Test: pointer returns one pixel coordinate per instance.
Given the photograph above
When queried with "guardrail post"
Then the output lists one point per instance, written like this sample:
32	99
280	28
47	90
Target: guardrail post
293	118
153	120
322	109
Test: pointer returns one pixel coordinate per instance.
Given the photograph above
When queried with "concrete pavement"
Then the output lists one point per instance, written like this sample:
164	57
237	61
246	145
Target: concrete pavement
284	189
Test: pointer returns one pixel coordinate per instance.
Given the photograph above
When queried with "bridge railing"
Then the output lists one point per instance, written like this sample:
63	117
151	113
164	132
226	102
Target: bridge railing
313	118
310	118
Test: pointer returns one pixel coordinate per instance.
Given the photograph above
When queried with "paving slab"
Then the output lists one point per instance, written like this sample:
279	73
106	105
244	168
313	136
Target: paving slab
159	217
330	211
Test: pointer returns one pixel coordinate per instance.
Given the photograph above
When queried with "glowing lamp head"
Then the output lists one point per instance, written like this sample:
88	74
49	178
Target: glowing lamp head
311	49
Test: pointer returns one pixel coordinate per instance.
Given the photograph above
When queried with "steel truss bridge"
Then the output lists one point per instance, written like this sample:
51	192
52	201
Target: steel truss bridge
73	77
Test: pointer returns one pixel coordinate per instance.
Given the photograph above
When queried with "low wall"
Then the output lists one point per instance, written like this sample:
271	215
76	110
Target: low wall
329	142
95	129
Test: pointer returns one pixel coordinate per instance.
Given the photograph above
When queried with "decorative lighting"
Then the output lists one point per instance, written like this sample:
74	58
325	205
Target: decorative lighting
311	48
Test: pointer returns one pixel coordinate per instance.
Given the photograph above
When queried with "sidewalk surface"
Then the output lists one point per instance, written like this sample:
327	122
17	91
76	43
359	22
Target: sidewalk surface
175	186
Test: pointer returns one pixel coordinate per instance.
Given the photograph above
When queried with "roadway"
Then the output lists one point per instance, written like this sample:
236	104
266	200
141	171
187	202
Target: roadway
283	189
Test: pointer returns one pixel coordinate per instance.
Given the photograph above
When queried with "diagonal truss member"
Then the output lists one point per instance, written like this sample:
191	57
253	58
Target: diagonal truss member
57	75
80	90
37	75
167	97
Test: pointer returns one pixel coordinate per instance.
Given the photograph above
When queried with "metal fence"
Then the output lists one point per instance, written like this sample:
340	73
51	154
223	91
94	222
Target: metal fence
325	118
---
§ Task details: Output all of the material, please, exactly as it stands.

§ Result of the exercise:
Test: pointer returns one pixel coordinate per instance.
Given the photograph above
When queried with "guardrail post"
Then the output lists one point per instance, written like this sample:
32	99
280	28
47	90
Target: guardrail post
293	118
153	120
322	109
Test: pointer returns one pixel coordinate per instance.
Given the photograph above
When queried with "concrete pavement"
Then the output lists one point per instance, written like this sample:
164	57
237	61
246	145
Target: concrete pavement
284	189
Test: pointer returns one pixel coordinate per instance.
Given the photograph above
When queried with "bridge railing"
Then the output lists one point per instance, written like this sample:
63	117
151	113
164	132
226	102
Target: bridge railing
313	118
310	118
Test: pointer returns one pixel coordinate per instance.
Given the photograph above
When queried with "paving slab"
Then the output lists one point per instance, written like this sample:
279	73
106	105
244	168
313	136
Target: paving slab
159	217
330	211
Test: pointer returns one pixel coordinate per instance.
Given the photograph above
When queried with "glowing lamp head"
Then the output lists one point per instance, written like this sample:
88	74
49	178
Target: glowing lamp head
311	49
Test: pointer returns one pixel coordinate per instance.
Given the photograph above
When queried with "steel truss bridge"
Then the output lists one point per instance, written like this sample:
51	192
52	201
Target: steel truss bridge
73	77
Test: pointer returns one pixel coordinate per instance.
Given the photograph above
When queried with "low wall"
Then the output lists one point per instance, written like this sample:
271	215
76	110
Target: low wall
329	142
95	129
Test: pointer returns one pixel coordinate per instance.
Given the photograph above
When queried with "decorative lighting"
Then the output lists one point per instance, written like this sample:
74	58
325	205
Target: decorative lighting
311	48
Test: pointer returns one pixel coordinate per instance.
Given the photograph above
When queried with "sidewalk surface"
Then the output lists one point per instance, written like this sample:
327	122
17	91
76	43
359	22
Target: sidewalk surface
175	186
Test: pointer returns one pixel coordinate per instance.
Given the photograph above
When queried with "roadway"
Then the output lists one point per instance, written like this sample:
236	104
266	200
141	171
187	202
Target: roadway
283	189
Test: pointer returns one pixel coordinate per instance.
Given the photograph above
When queried with "diagonal truss member"
Then the output lists one point per instance, written like this sample:
191	57
253	58
Target: diagonal truss member
57	75
80	90
37	75
167	97
Test: pointer returns one pixel coordinate per instance.
Given the photograph above
When queried with "metal fence"
Then the output lists one point per instance, written like this sample:
340	73
51	154
223	91
94	222
Target: metal fence
325	118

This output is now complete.